--- PROVIDED INFORMATION ---

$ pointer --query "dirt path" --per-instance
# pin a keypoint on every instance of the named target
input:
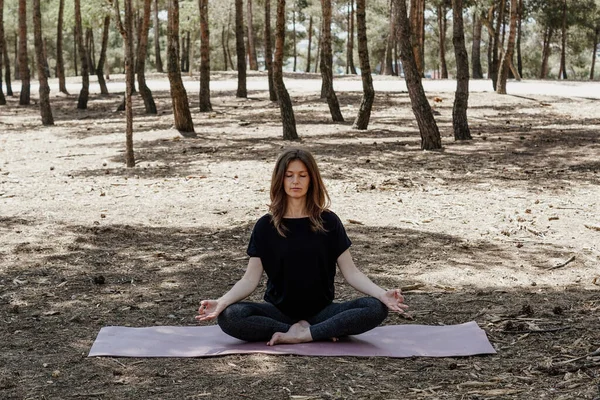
(479, 225)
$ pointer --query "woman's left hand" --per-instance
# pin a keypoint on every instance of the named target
(394, 300)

---

Quote every line of the records above verbatim, but leave out any pictures.

$ pointer --query "dirt path" --per-instance
# pin a keypoint on every instance of the named target
input:
(479, 225)
$ pointer --query "woman's left hand" --per-instance
# pin a keypoint on every instance of the named target
(394, 300)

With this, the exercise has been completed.